>> begin Working data
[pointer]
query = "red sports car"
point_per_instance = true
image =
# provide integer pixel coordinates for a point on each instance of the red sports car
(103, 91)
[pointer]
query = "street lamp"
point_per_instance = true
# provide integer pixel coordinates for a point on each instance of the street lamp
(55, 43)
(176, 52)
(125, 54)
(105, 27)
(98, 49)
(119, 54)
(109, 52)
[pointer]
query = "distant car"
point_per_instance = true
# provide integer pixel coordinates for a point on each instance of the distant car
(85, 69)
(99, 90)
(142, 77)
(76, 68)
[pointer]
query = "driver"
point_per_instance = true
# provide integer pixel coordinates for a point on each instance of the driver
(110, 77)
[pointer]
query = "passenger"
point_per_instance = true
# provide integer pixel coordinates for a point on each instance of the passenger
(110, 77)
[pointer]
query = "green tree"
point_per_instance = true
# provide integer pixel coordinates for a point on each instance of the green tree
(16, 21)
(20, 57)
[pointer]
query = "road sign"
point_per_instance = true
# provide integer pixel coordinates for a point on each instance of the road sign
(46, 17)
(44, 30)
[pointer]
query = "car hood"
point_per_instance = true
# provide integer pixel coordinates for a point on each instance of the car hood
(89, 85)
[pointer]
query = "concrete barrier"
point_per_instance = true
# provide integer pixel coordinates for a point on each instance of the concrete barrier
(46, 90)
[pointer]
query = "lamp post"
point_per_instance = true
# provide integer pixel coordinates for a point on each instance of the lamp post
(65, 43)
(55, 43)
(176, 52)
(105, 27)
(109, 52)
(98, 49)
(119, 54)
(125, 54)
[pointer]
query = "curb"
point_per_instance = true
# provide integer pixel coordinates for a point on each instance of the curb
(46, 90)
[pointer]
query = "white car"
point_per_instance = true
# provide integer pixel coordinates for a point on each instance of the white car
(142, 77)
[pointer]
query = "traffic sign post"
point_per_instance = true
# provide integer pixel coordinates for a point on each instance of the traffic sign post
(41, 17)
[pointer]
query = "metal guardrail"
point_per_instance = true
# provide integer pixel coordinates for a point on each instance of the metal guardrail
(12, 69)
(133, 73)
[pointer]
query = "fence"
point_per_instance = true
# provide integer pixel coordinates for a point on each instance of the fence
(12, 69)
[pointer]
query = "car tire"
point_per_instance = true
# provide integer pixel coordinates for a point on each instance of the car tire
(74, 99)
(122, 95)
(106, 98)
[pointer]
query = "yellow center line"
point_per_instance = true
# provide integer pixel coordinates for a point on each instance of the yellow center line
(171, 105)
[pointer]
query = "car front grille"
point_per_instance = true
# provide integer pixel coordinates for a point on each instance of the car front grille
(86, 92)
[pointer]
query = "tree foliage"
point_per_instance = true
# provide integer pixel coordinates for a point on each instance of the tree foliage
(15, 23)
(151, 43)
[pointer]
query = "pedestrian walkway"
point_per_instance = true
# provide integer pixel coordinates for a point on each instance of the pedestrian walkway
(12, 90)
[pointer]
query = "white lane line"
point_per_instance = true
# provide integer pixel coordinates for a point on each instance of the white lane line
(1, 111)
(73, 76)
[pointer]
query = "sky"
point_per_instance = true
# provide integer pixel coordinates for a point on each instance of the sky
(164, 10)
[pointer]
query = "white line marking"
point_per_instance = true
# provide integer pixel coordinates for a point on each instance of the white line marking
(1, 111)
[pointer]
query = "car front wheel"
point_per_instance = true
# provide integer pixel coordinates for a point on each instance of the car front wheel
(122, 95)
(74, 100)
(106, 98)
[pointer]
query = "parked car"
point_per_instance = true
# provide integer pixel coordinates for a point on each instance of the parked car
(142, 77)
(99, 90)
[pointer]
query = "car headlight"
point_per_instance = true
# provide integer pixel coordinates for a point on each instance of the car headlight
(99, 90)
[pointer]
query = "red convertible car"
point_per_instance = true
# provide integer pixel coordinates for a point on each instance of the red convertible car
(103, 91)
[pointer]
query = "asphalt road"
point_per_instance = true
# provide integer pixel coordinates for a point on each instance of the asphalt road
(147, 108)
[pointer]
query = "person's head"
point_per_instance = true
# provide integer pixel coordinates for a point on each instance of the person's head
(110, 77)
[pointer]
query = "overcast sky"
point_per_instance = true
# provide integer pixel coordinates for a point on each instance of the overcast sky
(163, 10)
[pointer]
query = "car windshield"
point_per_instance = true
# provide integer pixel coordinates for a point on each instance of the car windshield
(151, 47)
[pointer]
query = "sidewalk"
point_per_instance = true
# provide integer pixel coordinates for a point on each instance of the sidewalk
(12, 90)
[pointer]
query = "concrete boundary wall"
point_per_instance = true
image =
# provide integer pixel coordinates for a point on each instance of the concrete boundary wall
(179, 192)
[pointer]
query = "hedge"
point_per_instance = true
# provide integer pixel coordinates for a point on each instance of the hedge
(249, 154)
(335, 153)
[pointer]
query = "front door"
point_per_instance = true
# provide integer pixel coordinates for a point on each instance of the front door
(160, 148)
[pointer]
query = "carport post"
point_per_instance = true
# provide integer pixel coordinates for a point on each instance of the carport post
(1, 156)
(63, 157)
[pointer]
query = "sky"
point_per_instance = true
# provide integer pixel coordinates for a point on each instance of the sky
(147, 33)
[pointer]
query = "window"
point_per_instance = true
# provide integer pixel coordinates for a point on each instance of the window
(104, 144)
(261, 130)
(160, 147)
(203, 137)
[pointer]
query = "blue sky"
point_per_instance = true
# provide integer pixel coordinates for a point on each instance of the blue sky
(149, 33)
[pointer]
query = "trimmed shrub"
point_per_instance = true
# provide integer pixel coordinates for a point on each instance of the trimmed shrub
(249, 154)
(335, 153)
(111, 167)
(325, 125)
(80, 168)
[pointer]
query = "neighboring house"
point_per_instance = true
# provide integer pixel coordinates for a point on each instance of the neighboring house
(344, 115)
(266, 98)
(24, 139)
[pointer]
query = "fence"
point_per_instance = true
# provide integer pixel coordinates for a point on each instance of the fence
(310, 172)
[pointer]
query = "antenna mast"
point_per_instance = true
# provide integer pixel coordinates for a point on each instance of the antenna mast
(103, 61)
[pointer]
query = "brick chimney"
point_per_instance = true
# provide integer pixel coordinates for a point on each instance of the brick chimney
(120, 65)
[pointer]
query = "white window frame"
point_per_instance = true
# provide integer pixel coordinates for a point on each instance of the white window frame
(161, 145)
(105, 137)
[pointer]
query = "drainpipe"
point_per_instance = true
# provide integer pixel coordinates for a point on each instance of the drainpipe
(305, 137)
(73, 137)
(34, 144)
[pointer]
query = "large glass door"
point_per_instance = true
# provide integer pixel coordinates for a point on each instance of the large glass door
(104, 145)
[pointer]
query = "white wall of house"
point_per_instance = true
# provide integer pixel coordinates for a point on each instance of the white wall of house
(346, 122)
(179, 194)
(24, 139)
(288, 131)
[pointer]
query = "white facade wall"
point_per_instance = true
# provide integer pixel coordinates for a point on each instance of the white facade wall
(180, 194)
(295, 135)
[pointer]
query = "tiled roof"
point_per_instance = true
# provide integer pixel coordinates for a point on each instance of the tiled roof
>> end Working data
What you will do: Collect each line of the records in which the string "curb" appears.

The result:
query = "curb"
# provide integer pixel coordinates for a point on each instance of the curb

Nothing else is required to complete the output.